• [Prompt 1]: Reproduce the entries from the line containing "In this exercise you will indicate the sunset" through the last entry, both ends included, requests and all. In the answers, multiply each coordinate by 1.7 and round to a whole number, with halves rounding up.

• [Page text]:

In this respect Yi-Hsun Lai (2011) maintains that using visual aids “not only stimulate students’ learning interest, but students can also interact with these visual aids, and can relate them to their past experience or their daily life experience” (p. 3). This leads us to confirm that using visual aids properly in the teaching-learning process stimulate students to participate and be familiarized with their own experiences.
Not exempt of defining visual aids, M, Jessa (2008) claims that they “refer to graphs, maps, pictures etc. used as aids in learning” and these can be separable into four categories:
NON-Projected 2D: wall board, roll-up board, picture, poster, chart, cartoon, cue sheet, flannel board, flash card
NON-Projected 3D: cut-out, model, mock-up, puppet, marionette, diorama, vocabulary wheel, keyboard, teaching machine
Projected 3D: slide, transparency sheet, film strip, microfilm, videocassette, CD
Verbal: text book, supplementary reader, workbook, magazine, document, duplicated materials, reference book, newspapers, and clippings. (p. 93)
Regarding this categorization Callista (1938) suggests how visual aids contribute to the teaching-learning process pointing out that visual aids firstly “provide for the learner a concrete picture of the situation in question” (p. 4). Visual resources accompany what is verbally said and help to understand ambiguous situations. Moreover, the school and the teacher must provide interesting sources to offer attractive educative experiences to the students. Callista (1938) also asserts that “another significant value of visual aids is economy of time” (p. 3). Teachers in general must be aware of the time while teaching, and in order to make use of it according to the contents and the learning outcomes it is necessary to manage every single activity and save as much time as possible in order to fulfill the objectives of the lesson.

• [Prompt 2]: According to the passage on visual aids, why must teachers manage every single activity and save as much time as possible?

• [Items]:
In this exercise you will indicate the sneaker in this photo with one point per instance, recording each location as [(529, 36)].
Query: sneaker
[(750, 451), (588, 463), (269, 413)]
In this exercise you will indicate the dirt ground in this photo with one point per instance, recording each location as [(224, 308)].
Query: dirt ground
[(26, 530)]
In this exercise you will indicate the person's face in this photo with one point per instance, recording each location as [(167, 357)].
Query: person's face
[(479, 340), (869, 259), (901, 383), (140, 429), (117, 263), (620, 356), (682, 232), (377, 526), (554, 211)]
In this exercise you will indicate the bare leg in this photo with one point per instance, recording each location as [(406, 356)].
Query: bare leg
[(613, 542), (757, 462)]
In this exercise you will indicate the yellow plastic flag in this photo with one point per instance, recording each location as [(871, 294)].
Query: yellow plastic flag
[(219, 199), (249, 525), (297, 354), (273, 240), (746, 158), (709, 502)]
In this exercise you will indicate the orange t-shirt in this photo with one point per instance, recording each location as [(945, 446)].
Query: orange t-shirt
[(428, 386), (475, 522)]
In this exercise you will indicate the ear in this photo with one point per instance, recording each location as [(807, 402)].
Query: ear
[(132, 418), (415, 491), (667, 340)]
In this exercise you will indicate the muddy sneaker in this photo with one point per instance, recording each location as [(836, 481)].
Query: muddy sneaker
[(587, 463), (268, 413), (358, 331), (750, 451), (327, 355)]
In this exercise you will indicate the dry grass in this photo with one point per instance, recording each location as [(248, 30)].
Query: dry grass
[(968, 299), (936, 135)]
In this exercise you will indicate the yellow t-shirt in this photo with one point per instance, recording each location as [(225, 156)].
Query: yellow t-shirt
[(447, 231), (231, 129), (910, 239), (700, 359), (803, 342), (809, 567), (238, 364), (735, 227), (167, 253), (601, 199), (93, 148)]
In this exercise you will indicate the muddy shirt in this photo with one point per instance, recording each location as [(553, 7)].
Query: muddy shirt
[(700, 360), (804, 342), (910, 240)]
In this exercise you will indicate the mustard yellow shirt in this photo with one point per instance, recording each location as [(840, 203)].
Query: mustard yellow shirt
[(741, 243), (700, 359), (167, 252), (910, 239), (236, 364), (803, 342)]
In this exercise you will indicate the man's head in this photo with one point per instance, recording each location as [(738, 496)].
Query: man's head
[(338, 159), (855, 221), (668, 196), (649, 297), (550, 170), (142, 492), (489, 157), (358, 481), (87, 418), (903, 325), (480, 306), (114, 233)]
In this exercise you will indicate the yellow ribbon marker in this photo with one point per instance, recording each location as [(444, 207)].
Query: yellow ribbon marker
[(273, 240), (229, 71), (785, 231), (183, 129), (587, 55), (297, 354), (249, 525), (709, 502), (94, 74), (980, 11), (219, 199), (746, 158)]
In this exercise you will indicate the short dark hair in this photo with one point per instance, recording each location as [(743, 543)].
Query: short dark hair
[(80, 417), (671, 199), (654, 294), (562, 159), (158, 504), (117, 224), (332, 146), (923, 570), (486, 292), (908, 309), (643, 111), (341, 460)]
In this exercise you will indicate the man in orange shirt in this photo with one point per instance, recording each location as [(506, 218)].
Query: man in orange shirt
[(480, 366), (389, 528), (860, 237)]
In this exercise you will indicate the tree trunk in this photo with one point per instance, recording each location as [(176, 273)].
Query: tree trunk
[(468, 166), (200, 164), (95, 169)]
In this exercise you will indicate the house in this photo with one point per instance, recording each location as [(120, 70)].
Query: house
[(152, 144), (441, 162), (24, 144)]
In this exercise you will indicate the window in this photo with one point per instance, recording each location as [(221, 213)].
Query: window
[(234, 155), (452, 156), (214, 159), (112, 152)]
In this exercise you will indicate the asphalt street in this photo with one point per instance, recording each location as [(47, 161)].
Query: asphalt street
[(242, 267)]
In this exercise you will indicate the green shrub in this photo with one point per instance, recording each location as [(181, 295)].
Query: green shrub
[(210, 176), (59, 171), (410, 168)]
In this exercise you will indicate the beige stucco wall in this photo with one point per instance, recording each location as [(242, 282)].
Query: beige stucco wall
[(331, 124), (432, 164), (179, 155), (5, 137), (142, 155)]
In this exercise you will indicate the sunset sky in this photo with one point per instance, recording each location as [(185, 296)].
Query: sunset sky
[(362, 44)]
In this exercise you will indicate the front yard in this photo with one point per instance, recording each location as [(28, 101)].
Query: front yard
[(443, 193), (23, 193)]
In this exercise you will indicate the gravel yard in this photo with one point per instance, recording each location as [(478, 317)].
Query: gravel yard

• [Worked solution 1]:
In this exercise you will indicate the sunset sky in this photo with one point per instance, recording each location as [(185, 296)].
Query: sunset sky
[(615, 75)]
In this exercise you will indicate the front yard in this photo with one point per instance, recording each location as [(28, 101)].
Query: front yard
[(753, 328), (39, 328)]
In this exercise you will indicate the gravel yard in this photo with one point per instance, recording each location as [(478, 317)].
Query: gravel yard

• [Worked solution 2]: They must do so to fulfill the objectives of the lesson, using the time according to the contents and the learning outcomes.